**Source**
* Start *
Write about the rain.
The voice arises from within me, emerging from behind my navel, circulating up my spine, floating into my ears. The voice is a whisper, motherly and tender.
The voice booms from above me, a clear command issued in time with the shake of thunder, that like a dreadful and brilliant flash of lightning, illuminates the moment with nerve-startled awareness. The voice is an order, fatherly and direct.
I pause. Mid-sentence, mid-word, my pen hovers above my journal entry about my first day here in Fort Lauderdale.
To write about the rain, I must first listen to the rain.
And so I extend my hearing through my cottage Airbnb to the rain-smacked windows to the great darkness puddling around the cottage.
I listen … and my heart quickens. The wind relentlessly roars. The rain furiously whips. The storm, like that inner voice, is both raucously loud and chillingly still. This, I think, because I don’t complete my journal entry that night, is something I’ve never heard before, and the instincts of my ancients propel me forward.
Water invades through the heavily shut and locked front door, snaking through the invisible cracks and crevices.
Water trickles through the above light fixture.
Water, ghost-like, moves through the back wall, immersing the floorboards around the bed, swallowing the small expanse of the room.
I become water. My movements are fluid, responding to the rising threat.
I lift my suitcase on a stool in the adjacent kitchen. In a flash of brilliant clarity, I email my book to myself before abandoning my computer to the fate of the surging storm.
My backpack bulges with necessities (bread, water, avocados, wallet, and toiletries … and an organic chocolate bar).
My escape plan is clear – out the window because the front door is blocked by rising floodwater.
I peer through the window, out into the surreal fury of the thrashing storm. There are no streetlights, no lights on in the house in front of my cottage, no lights in the neighboring houses beside me. The water pools around the cottage, a little pond, but within my sight, I can see higher ground. The house in front of me is elevated. The pathway to the front gate is free of flooding. There is an escape route. But beyond the gate, I can’t guess the condition of the street, which was already excessively puddling earlier that day.
But there’s hope … hope in that higher ground.
I am the calm in the storm. Once, or actually a couple of times, astrologers have informed me that I have the capacity to be cool-headed in a crisis, and this internal fortitude clarifies my thoughts.
I message my Airbnb hosts, updating them on the situation, asking for them to please call me.
* End *
**Requirements**
According to the storm account, why does the escape plan call for leaving through the window? Rely solely on the storm account for what comes next.

**Supplied records**
* Start *
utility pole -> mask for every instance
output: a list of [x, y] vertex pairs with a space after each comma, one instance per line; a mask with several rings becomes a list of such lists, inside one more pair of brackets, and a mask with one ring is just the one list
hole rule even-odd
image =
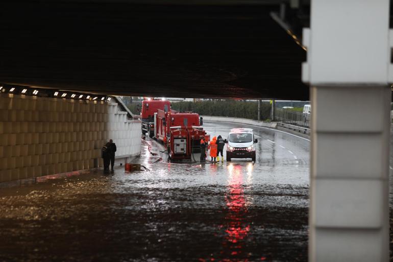
[[258, 101], [258, 121], [261, 121], [261, 100]]
[[276, 104], [276, 100], [271, 100], [272, 110], [270, 111], [270, 119], [272, 121], [274, 121], [274, 106]]

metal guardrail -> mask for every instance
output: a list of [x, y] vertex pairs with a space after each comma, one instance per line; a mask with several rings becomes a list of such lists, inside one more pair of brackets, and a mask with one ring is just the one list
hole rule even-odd
[[281, 121], [283, 124], [288, 124], [298, 127], [310, 127], [310, 114], [304, 114], [282, 108], [276, 108], [275, 110], [275, 120]]
[[310, 129], [307, 128], [306, 127], [299, 127], [298, 126], [295, 126], [294, 125], [290, 125], [289, 124], [285, 124], [283, 123], [278, 123], [277, 126], [279, 127], [282, 127], [287, 129], [296, 131], [299, 132], [299, 133], [306, 134], [306, 135], [309, 135], [310, 134]]

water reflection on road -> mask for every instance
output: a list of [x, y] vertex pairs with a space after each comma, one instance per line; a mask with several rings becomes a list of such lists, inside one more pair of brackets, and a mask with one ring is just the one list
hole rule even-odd
[[157, 161], [146, 141], [150, 172], [2, 189], [0, 261], [307, 261], [308, 142], [255, 132], [255, 163]]

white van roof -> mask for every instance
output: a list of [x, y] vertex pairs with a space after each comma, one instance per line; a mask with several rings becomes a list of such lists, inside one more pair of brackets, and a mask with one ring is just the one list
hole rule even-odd
[[252, 128], [233, 128], [229, 131], [230, 133], [252, 133], [253, 129]]

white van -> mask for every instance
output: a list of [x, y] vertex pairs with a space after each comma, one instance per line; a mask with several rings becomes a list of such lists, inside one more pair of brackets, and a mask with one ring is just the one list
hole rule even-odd
[[251, 158], [255, 162], [255, 144], [258, 139], [254, 138], [252, 129], [231, 129], [227, 142], [227, 161], [232, 158]]
[[311, 105], [304, 105], [303, 107], [303, 114], [310, 114], [311, 113]]

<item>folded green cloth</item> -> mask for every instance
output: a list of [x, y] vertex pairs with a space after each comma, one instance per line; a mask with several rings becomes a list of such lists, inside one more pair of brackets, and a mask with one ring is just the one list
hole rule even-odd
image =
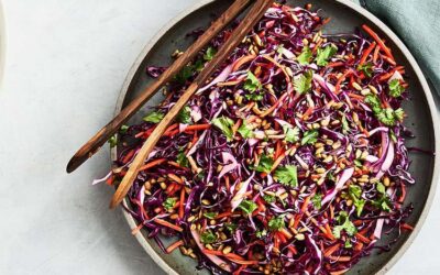
[[361, 0], [361, 3], [399, 35], [440, 92], [440, 1]]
* End *
**Exercise output**
The front door is blocked by rising floodwater.